Exercise description » Pick out every line in the data below that contains the string "wooden" and copy each one. Matching is case-sensitive.

Raw records »
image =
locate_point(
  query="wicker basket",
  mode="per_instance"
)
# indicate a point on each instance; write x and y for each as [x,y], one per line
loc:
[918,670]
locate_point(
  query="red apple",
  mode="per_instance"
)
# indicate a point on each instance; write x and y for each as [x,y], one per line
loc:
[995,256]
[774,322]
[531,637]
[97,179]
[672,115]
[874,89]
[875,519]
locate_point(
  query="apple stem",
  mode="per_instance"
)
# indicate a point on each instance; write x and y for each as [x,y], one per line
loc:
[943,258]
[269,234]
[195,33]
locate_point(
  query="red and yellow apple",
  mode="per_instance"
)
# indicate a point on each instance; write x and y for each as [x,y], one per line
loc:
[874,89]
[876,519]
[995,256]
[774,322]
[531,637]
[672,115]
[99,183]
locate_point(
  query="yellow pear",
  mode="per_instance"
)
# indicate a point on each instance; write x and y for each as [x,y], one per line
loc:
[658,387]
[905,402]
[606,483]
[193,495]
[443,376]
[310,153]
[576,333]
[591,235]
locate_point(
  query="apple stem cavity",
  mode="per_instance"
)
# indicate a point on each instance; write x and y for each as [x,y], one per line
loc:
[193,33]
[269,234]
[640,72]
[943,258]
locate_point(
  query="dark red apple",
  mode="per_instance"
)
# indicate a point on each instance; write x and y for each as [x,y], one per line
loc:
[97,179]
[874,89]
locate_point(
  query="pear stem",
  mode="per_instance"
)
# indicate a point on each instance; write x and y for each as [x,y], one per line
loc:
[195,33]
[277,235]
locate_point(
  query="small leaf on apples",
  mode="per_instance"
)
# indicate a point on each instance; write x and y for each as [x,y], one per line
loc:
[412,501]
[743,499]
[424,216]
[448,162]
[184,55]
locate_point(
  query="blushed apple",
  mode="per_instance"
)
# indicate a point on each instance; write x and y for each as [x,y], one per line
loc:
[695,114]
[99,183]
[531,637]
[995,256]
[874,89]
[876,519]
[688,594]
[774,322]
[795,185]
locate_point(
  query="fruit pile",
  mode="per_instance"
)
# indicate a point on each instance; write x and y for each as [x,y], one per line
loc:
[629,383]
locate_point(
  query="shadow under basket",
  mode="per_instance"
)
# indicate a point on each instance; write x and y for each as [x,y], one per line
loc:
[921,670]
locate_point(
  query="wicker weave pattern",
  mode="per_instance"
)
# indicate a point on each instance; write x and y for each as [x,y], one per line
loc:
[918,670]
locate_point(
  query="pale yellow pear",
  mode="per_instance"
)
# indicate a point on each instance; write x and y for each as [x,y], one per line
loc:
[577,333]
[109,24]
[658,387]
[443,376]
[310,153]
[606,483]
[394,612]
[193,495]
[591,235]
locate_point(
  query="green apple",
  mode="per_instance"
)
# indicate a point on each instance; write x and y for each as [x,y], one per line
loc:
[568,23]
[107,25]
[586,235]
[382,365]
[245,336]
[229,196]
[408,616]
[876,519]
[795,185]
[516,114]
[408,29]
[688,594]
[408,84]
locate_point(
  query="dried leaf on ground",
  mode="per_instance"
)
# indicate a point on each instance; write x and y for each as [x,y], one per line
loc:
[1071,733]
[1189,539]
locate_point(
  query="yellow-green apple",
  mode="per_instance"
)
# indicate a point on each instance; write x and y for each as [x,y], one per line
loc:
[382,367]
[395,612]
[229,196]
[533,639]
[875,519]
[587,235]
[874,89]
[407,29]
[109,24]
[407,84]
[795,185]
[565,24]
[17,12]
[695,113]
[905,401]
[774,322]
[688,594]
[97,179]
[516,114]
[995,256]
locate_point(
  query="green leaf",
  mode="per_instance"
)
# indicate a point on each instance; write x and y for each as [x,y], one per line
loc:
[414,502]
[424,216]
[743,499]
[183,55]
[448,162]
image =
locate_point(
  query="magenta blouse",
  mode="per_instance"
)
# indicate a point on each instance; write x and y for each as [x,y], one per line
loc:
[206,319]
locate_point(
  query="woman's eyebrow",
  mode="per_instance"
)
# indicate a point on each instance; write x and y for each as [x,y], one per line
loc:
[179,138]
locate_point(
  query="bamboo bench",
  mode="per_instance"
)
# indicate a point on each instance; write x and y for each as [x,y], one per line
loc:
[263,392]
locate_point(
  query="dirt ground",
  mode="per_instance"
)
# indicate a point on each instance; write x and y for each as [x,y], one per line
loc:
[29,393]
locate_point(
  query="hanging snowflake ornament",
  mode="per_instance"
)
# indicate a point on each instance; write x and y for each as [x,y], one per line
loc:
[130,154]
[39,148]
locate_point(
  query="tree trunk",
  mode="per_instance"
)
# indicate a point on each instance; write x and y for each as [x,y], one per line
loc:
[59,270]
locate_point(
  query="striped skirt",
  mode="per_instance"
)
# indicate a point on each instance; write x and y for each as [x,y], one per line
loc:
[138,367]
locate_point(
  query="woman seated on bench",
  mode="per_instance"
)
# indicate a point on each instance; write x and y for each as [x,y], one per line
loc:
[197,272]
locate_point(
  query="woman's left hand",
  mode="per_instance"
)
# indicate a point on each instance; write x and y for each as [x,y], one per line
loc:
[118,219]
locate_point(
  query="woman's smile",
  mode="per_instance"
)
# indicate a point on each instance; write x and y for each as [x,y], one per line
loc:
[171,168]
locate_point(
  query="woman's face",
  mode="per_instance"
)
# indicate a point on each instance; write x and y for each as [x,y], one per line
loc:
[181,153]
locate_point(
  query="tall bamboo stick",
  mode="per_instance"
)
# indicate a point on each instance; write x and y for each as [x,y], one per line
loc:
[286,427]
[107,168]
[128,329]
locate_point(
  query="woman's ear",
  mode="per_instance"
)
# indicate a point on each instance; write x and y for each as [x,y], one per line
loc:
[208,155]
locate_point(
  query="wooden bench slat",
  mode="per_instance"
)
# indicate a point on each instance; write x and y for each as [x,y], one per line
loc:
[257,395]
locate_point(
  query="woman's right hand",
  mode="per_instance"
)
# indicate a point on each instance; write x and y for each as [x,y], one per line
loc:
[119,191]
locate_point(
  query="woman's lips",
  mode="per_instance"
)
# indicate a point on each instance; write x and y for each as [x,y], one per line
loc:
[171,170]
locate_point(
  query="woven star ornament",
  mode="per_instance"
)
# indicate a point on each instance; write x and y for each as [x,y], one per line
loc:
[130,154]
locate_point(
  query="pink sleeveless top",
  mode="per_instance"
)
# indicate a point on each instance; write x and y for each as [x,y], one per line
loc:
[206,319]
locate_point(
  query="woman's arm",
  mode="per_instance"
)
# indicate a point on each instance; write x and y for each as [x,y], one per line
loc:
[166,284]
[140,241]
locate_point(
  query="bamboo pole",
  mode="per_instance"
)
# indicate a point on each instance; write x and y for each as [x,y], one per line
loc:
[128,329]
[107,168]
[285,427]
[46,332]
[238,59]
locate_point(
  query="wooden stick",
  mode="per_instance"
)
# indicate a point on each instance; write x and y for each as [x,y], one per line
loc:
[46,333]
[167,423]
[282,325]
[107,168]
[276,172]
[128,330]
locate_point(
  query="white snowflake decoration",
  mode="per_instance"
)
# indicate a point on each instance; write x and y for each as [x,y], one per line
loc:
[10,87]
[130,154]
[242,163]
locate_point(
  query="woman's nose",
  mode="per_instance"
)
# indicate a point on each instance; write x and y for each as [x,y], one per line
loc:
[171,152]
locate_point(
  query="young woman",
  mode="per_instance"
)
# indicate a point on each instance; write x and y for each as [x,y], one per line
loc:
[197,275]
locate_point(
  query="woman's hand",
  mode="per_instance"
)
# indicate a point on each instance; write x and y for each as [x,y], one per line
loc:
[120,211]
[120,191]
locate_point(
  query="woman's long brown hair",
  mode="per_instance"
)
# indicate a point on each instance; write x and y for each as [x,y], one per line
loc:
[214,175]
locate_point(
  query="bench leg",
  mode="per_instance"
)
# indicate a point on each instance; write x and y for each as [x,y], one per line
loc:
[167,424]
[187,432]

Result below »
  query="wooden bench slat",
  query="wooden stick",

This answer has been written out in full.